** Supplied passage follows **
Alzheimer’s disease (AD) is most commonly associated with the pathological hallmarks of amyloid-beta and tau. However, mounting evidence suggests that damage to the genome, in the form of DNA breaks, may also play an important role in disease progression.
Neurons are long-lived and rarely replaced, making them particularly susceptible to accumulating DNA damage over time. Studies have shown that DNA double-strand breaks (DSBs) appear early in the course of AD, alongside chronic neuroinflammation, making both processes attractive targets for therapies aimed at slowing or modifying the disease.
In a new study, neuroscientists at King’s College London have demonstrated that KCL-286, a first-in-class, oral small molecule, can reduce neuronal DNA damage and dampen neuroinflammation in a mouse model of AD. Notably, the compound has already completed Phase 1 safety and tolerability studies in humans, having originally been developed for spinal cord injury. That prior clinical progress could significantly accelerate its path toward proof-of-concept trials in patients with AD.
Beyond amyloid and tau
For decades, AD drug development has largely focused on removing amyloid-beta plaques or preventing the build-up of tau tangles. While these proteins are defining features of the disease, treatments that target amyloid have shown only modest clinical benefits, prompting researchers to explore other biological processes.
Increasing attention has turned to pathways linked to neuroinflammation and DNA damage. In particular, retinoic acid receptors (RAR) and retinoid X receptors (RXR), proteins involved in the body's vitamin A signaling pathway, are known to underpin synaptic plasticity and adult neurogenesis, while also modulating inflammatory and amyloid‐clearance pathways.
** End of Supplied passage **
** Record excerpts follows **
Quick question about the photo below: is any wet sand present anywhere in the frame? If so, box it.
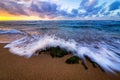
[0,44,120,80]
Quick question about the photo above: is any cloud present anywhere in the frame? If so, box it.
[0,0,120,18]
[109,1,120,11]
[0,0,28,15]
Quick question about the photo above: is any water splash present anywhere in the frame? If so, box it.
[5,35,120,73]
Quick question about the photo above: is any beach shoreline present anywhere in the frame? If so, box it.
[0,44,120,80]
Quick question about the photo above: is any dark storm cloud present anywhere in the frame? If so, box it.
[109,1,120,11]
[0,0,28,15]
[0,0,120,18]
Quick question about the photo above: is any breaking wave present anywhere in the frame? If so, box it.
[5,35,120,73]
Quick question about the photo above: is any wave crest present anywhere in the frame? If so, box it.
[5,35,120,73]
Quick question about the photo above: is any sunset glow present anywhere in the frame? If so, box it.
[0,0,120,21]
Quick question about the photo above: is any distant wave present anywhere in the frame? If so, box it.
[5,35,120,73]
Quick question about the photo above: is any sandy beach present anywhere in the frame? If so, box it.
[0,44,120,80]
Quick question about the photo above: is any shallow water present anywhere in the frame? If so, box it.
[0,20,120,73]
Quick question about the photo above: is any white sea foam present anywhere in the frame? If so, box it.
[5,35,120,73]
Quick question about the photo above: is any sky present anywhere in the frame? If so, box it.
[0,0,120,20]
** End of Record excerpts **
Parts of the exercise:
**a)** In the passage on Alzheimer's disease, what condition was KCL-286 originally developed to treat?
**b)** Render the following sentence from the passage on Alzheimer's disease into French: "Neurons are long-lived and rarely replaced, making them particularly susceptible to accumulating DNA damage over time."
**c)** Carry the passage on Alzheimer's disease forward from its final sentence.
This material has no connection to the passage on Alzheimer's disease.

Answers for each item:
**a)** Spinal cord injury.

**b)** Les neurones ont une longue durée de vie et sont rarement remplacés, ce qui les rend particulièrement vulnérables à l'accumulation de dommages à l'ADN au fil du temps.

**c)**
Rather than controlling a single disease process, it regulates multiple pathways that are disrupted across both nerve injury and neurodegenerative diseases.
—Jonathan Corcoran, King’s College London
KCL-286 activates RAR-beta, a master regulator of genes central to repairing and maintaining the nervous system. “Rather than controlling a single disease process, it regulates multiple pathways that are disrupted across both nerve injury and neurodegenerative diseases,” Jonathan Corcoran, senior author and neuroscientist at King’s College London, told DDN. “These include extracellular matrix remodeling, synaptic dysfunction, metabolic dysfunction, neuroinflammation, and neuronal damage.”
In this study, activating RAR-beta reduced neuronal DNA damage and dampened glial activation, a key driver of neuroinflammation. By acting upstream of multiple pathological processes, the drug could restore several disease-relevant pathways simultaneously, rather than targeting a single hallmark of AD.
Repairing damage
Early intervention is widely considered critical in neurodegenerative disease, as the brain’s endogenous repair mechanisms become increasingly exhausted over time. However, AD is often diagnosed only after significant pathology has already developed.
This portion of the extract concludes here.